++++ Exercise material ++++
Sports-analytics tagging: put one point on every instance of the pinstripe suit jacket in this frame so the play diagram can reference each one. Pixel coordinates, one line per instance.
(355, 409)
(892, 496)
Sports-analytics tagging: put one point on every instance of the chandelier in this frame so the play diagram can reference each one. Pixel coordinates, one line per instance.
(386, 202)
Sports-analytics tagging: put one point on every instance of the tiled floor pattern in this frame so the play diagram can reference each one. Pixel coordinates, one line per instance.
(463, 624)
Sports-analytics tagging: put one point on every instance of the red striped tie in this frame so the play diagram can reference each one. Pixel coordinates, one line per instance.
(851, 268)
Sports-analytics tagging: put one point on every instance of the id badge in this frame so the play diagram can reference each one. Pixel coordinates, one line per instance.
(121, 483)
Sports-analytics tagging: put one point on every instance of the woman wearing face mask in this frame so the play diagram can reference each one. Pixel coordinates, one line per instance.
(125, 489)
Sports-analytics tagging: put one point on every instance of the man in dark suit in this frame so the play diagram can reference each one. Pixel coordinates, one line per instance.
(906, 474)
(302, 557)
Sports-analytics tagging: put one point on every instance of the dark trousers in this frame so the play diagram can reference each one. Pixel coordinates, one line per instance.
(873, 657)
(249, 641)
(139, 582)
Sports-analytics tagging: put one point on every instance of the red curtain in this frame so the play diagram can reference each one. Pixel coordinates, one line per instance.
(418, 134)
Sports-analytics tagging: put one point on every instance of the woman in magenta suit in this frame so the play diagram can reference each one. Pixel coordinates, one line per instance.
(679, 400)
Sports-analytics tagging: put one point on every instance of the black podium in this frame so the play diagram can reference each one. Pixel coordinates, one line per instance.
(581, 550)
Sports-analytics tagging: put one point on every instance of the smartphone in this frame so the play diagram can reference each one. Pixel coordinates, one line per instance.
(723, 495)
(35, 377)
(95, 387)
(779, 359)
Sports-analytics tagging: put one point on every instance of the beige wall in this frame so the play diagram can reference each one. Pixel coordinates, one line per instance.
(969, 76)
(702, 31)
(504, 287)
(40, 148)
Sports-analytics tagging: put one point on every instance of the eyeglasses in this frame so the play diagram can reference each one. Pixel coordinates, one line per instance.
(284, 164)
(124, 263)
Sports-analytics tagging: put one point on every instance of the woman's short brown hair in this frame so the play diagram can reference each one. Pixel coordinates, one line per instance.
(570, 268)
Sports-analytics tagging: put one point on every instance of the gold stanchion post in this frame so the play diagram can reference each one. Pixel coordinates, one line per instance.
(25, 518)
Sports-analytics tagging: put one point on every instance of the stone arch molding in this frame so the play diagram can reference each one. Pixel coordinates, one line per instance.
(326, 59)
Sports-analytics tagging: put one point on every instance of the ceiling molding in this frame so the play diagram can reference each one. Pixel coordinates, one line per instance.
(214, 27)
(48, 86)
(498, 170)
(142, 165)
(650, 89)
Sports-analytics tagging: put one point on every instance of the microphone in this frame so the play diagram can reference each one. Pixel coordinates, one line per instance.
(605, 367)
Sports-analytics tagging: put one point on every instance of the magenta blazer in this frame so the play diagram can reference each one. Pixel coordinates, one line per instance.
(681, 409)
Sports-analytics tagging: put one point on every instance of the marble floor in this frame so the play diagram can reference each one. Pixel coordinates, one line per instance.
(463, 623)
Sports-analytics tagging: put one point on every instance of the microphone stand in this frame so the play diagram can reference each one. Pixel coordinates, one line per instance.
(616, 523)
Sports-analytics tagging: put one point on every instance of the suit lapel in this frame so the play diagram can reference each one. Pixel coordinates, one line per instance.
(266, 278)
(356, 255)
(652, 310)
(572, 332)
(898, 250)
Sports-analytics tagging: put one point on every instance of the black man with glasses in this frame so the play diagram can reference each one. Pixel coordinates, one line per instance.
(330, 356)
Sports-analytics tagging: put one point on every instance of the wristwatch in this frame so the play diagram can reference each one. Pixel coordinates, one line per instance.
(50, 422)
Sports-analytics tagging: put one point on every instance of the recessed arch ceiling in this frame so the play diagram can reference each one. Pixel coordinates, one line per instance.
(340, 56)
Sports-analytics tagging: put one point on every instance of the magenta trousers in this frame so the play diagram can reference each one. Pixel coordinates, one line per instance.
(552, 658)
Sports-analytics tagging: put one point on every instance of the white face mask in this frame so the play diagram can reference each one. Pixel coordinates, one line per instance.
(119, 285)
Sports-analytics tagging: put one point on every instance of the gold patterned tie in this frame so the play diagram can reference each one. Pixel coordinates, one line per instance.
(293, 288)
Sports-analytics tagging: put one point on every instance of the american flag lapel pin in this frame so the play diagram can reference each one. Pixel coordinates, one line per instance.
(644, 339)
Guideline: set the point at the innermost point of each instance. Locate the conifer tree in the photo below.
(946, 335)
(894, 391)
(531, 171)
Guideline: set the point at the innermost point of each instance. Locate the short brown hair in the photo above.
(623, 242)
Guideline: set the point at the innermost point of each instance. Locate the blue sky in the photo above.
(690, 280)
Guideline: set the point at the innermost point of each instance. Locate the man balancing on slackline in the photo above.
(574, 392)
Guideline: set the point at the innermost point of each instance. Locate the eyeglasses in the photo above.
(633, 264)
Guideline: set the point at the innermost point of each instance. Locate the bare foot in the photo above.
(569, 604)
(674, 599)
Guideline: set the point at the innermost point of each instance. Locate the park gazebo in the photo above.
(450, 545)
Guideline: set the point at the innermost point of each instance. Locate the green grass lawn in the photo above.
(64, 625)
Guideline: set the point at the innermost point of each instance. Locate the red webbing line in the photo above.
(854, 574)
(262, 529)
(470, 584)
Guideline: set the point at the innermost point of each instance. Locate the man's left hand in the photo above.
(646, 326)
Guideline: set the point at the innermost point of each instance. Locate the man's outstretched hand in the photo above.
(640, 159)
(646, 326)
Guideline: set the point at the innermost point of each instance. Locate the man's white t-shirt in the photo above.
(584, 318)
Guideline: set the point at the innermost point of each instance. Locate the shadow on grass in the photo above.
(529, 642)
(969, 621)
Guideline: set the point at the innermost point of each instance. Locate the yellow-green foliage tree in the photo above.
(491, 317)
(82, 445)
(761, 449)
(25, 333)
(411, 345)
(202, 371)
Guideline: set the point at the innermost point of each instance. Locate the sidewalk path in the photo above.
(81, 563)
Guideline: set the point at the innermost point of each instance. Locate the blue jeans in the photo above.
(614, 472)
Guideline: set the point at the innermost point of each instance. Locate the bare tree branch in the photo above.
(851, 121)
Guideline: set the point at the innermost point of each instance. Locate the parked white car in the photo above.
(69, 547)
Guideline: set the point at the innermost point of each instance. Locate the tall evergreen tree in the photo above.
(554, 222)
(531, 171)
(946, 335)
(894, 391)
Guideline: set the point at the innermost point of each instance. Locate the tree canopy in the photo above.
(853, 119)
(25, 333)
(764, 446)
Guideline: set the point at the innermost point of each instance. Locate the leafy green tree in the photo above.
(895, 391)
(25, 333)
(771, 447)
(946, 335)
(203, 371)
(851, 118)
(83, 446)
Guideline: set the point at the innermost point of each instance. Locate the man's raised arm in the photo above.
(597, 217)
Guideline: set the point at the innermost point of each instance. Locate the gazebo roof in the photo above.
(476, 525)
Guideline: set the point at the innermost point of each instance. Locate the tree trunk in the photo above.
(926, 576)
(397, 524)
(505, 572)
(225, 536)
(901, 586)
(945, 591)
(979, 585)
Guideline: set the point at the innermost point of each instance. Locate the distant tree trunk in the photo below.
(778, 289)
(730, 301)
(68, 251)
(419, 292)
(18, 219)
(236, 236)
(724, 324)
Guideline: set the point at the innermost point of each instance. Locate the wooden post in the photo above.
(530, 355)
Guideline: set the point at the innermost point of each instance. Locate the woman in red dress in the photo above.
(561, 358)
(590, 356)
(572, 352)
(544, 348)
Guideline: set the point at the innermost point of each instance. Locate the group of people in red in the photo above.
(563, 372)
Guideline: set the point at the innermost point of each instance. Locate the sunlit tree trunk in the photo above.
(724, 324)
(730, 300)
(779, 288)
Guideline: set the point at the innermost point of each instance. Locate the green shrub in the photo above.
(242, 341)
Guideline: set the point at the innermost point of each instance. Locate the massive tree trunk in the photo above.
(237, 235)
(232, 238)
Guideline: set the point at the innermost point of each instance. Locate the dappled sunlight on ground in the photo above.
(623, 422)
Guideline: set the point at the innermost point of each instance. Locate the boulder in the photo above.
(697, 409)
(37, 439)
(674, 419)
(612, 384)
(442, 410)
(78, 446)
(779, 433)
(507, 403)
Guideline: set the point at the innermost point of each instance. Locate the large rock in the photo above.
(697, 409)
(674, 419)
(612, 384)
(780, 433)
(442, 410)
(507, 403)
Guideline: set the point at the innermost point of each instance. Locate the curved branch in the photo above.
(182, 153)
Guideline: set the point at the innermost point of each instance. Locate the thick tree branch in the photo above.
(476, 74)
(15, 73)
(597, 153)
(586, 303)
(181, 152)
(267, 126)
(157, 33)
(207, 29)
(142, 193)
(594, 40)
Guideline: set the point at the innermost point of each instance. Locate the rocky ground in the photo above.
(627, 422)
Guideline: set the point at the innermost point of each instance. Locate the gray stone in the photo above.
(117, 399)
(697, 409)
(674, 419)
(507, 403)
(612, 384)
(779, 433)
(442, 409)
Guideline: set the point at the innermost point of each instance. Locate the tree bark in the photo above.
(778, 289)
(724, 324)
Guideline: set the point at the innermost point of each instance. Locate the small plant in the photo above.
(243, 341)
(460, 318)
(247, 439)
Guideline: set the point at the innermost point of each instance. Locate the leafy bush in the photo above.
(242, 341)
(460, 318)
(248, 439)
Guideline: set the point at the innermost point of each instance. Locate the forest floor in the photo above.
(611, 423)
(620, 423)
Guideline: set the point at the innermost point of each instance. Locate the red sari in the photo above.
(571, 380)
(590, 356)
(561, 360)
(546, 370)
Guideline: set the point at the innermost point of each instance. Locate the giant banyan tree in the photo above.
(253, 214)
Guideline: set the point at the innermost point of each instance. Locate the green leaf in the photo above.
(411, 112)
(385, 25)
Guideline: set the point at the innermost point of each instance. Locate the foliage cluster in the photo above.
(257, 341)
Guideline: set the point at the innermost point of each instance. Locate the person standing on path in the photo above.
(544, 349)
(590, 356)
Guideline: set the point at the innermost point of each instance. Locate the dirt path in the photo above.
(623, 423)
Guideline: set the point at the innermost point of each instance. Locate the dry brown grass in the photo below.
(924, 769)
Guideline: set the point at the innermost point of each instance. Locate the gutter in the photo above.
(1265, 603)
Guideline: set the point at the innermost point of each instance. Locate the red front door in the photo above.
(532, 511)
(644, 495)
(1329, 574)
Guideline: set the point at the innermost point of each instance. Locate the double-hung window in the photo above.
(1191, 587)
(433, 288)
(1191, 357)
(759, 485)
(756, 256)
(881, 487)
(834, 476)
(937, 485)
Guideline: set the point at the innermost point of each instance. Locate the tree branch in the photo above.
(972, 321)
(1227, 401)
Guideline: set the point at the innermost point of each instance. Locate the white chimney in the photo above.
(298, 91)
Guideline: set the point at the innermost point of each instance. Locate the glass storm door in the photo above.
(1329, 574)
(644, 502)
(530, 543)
++++
◆ **Task description**
Start copying at the line that contains "storm door in the photo above." and stop after the last line of the records, keeping every line exactly.

◆ **Solution for this problem**
Guideline: set the point at the innermost point of each instance. Locate the glass storm door in the photo above.
(1329, 574)
(644, 502)
(530, 543)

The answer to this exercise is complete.